▶ [Problem 1]:
Answer these about the passage on New Testament phrases about death:
(a) Which Roman numeral labels the question?
(b) What common way of describing the sun's coming into and leaving view does the answer cite?
(c) With whom did that statement originate?
▶ [Problem 2]: Write out the part of the passage on New Testament phrases about death that opens with the words containing "X. Are not such" and closes with "of conscious being?".
▶ [Problem 3]: Could you carry the passage on New Testament phrases about death further, starting after its last sentence?

▶ [Document extract]:
═══

X. Are not such expressions as—"The sea gave up the dead which were in it," "Them which sleep," and "Those that are in the graves"—an indication that the New Testament writers regarded Death as a temporary cessation of conscious being?
No; the use of these and similar phrases to be found in the Bible must no more be taken to denote that the persons who used them accepted the idea which they literally express, than does our common use of phrases, which are scientifically inaccurate, imply that we endorse the inaccuracies contained therein. For instance, the ordinary way of describing the fact that the sun comes into, and disappears from, the view of us on this planet, is by saying it rises and sets. Literally, the statement is untrue. The sun does not rise, nor does it set. It merely appears to persons stationed on a revolving globe to do so. The statement originated with those whose astronomical notions were wrong.

═══

[Named region outline records]
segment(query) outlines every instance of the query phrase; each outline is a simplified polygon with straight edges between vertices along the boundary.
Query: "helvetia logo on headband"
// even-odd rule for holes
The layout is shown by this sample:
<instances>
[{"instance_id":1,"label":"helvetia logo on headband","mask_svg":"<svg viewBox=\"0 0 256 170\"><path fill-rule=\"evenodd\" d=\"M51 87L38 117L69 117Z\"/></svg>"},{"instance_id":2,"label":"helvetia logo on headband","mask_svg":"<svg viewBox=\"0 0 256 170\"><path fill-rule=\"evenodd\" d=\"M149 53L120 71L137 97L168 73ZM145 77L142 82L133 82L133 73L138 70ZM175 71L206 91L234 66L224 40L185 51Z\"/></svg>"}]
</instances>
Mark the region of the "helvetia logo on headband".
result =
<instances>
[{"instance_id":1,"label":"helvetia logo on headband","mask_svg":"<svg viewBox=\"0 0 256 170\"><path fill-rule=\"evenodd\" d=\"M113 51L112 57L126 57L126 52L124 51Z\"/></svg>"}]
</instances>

═══

▶ [Exercise output 1]:
(a) X
(b) Saying the sun rises and sets.
(c) Those whose astronomical notions were wrong.

▶ [Exercise output 2]:
X. Are not such expressions as—"The sea gave up the dead which were in it," "Them which sleep," and "Those that are in the graves"—an indication that the New Testament writers regarded Death as a temporary cessation of conscious being?

▶ [Exercise output 3]:
Now, no one supposes that the scientists of to-day who still use the phrases "sun-rise" and "sun-set," profess thereby their belief in the old error which those phrases connote—viz., that this earth is the centre around which the sun and the planets rotate. The use of the phrases is perpetuated, because they have become the popular and convenient method of describing certain solar phenomena.
Take another instance. If we are standing on the deck of a vessel travelling ocean-wards and watching the shore, we speak of "the receding land." That is the popular way of describing an appearance which is presented to us. But the statement is inaccurate; and in making use of it, we do not imply that we think the land is receding from us. We know perfectly well that it is we who are receding from the land. We simply make use of a common idiom, which serves to express an experience, though it misrepresents the actual fact. No one finds fault with us for doing this; and no one imagines that we know no better, because we refer to things in the same terms as they are generally referred to.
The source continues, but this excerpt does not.